- [Source passage]
--- START ---
How Zoom Can Make Videoconferencing More Human-Friendly

The popular video-conferencing platform could be the world’s first example of neuro-safe technology.
The good news about COVID-19 is that being forced into physical social separation and remote interaction is teaching people how precious real life is, and which remote technologies preserve reality best. Of those, videoconferencing has the most potential to do good, or harm, because it merges our highest-bandwidth external senses of sight and sound. The four biggest platforms — Skype, GoToMeeting, Google Hangouts and Zoom — are all tempted more by making money than by connecting human beings. Yet any technology will benefit humans only if it obeys the laws of nature governing how nervous systems interact.

I’m familiar with Zoom, and I believe it might pull this off. From what I’ve heard, almost uniquely in Silicon Valley, Zoom has a corporate culture, founder and workforce more people-centered than money-centered. So, uniquely, Zoom might be able to avoid the siren-song of giving customers what they say they want and instead give humans what nature says we need. Implementing that principle will require saying “no” to the short-term wishes of both customers and investors, and saying “yes” to nature’s long-term plans.

Making the Best of Social Distancing


In particular, operating Zoom as a public utility optimally connecting human beings with each other — as opposed to optimally extracting revenue from them — will require principled commitments to audio fidelity, remote resonance, algorithmic neutrality, non-adversarial business models and videoconference etiquette. Lucky for us, Zoom has already started on some of those projects. If this works, people will look forward to Zoom calls as “special,” the way they used to look forward to long-distance phone calls back in the day. And global loneliness might finally, finally decrease.
--- END ---
Answer these questions from the Zoom article:
1. Which four videoconferencing platforms does the Zoom article call the biggest?
2. According to the Zoom article, Zoom has a corporate culture, founder and workforce more centered on what than on money?
3. If the approach works, the Zoom article says people will look forward to Zoom calls the way they once looked forward to what?

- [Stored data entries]
--- START ---
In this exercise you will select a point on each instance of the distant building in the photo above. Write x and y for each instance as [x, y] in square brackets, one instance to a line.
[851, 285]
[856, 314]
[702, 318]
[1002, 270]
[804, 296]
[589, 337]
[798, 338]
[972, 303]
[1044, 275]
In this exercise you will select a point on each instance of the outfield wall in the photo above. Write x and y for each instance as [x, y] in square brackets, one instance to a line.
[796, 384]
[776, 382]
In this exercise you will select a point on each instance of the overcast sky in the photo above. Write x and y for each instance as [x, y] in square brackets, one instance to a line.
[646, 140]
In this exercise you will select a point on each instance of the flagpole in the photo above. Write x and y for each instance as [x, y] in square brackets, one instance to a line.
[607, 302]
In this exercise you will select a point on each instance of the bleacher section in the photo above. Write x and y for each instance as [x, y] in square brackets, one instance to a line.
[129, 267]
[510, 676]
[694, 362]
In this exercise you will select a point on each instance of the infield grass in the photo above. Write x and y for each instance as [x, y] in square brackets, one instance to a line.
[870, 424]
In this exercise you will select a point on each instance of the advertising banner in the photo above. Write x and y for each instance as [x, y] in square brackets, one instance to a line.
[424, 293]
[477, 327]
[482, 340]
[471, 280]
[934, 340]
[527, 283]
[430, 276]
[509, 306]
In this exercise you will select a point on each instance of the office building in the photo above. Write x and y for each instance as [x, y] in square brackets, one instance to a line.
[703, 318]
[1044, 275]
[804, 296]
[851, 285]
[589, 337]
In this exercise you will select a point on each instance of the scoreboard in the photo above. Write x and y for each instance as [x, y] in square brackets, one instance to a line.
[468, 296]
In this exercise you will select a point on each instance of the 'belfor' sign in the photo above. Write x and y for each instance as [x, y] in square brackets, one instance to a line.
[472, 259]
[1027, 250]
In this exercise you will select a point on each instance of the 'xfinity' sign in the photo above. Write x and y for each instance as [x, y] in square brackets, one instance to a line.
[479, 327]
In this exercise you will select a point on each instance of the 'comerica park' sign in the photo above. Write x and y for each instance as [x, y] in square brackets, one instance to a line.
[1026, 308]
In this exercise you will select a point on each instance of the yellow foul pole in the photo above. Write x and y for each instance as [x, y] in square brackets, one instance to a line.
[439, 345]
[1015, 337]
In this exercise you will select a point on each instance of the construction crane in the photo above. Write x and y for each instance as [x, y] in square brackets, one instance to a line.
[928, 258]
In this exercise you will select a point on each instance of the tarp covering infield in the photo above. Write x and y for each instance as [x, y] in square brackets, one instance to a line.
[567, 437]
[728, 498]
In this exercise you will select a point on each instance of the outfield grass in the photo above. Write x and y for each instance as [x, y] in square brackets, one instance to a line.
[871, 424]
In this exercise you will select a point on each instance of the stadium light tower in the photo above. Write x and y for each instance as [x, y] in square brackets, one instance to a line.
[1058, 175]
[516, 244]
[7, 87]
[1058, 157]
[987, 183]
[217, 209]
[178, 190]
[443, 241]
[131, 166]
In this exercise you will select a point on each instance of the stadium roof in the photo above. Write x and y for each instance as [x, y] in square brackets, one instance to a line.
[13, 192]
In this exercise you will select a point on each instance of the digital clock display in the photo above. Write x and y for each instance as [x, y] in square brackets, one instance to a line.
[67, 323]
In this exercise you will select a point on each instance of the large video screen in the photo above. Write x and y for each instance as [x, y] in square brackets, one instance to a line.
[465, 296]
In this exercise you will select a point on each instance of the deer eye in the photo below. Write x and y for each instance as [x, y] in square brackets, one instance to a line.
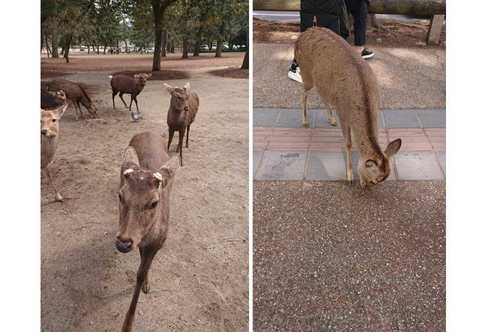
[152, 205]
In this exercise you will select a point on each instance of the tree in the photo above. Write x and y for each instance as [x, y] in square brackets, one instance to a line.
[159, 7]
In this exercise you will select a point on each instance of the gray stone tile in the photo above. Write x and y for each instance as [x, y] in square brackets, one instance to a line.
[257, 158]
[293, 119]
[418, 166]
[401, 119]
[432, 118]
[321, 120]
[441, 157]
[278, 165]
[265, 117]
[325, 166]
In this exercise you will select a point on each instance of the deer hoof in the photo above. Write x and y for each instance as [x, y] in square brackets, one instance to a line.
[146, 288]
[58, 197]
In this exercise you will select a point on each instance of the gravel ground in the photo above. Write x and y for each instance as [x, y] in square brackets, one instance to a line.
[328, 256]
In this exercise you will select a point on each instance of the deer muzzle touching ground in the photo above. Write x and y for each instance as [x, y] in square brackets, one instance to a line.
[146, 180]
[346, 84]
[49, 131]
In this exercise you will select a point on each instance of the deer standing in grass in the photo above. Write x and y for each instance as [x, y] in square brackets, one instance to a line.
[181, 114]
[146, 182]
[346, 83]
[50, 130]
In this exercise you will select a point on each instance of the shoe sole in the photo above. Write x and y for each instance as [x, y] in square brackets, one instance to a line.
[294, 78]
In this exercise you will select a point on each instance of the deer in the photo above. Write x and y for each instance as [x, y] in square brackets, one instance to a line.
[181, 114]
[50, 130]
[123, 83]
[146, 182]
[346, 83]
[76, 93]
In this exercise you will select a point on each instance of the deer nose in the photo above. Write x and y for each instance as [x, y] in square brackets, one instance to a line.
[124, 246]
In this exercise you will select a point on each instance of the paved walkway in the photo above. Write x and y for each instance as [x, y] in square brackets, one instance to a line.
--- END ---
--- START ---
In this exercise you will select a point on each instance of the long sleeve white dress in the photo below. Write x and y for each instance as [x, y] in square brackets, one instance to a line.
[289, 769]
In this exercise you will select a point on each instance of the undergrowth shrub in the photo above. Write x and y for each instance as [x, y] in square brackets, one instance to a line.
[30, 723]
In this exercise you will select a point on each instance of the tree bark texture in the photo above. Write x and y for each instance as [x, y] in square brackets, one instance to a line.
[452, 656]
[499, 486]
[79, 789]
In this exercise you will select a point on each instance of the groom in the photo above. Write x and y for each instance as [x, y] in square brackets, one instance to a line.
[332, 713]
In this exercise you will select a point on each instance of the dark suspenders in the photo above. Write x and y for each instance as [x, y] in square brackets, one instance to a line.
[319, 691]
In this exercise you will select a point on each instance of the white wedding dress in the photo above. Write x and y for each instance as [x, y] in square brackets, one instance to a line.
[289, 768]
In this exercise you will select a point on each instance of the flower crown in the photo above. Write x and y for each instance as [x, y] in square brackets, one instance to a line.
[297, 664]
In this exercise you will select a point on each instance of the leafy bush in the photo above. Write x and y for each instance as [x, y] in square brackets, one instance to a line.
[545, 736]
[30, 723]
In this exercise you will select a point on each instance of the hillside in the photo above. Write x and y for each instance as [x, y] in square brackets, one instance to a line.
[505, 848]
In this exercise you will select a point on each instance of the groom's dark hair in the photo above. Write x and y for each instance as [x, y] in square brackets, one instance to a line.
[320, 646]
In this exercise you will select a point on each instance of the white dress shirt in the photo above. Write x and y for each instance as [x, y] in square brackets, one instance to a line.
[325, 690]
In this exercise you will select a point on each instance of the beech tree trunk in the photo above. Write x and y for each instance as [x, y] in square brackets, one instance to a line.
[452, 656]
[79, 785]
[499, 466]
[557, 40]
--- END ---
--- START ---
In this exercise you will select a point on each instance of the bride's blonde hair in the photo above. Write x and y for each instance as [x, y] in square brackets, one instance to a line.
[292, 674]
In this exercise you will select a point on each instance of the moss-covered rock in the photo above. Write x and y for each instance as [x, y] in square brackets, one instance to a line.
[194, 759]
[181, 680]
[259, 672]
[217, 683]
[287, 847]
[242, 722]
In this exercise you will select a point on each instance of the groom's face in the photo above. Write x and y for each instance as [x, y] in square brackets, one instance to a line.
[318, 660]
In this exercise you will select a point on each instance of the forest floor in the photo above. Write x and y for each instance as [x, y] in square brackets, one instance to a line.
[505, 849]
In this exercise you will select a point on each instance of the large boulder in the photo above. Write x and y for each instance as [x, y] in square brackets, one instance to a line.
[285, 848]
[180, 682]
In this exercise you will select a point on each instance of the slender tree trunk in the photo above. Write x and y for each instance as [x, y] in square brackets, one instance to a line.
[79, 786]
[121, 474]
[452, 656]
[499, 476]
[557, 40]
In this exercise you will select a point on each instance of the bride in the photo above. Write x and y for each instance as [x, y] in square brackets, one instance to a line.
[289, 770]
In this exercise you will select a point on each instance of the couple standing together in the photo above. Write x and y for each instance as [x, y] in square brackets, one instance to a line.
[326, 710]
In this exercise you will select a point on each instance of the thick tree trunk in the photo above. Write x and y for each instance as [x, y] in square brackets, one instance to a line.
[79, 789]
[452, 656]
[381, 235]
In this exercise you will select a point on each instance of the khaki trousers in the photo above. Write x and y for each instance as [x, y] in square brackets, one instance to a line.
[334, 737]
--- END ---
- [Result of this task]
1. Skype, GoToMeeting, Google Hangouts and Zoom
2. People
3. Long-distance phone calls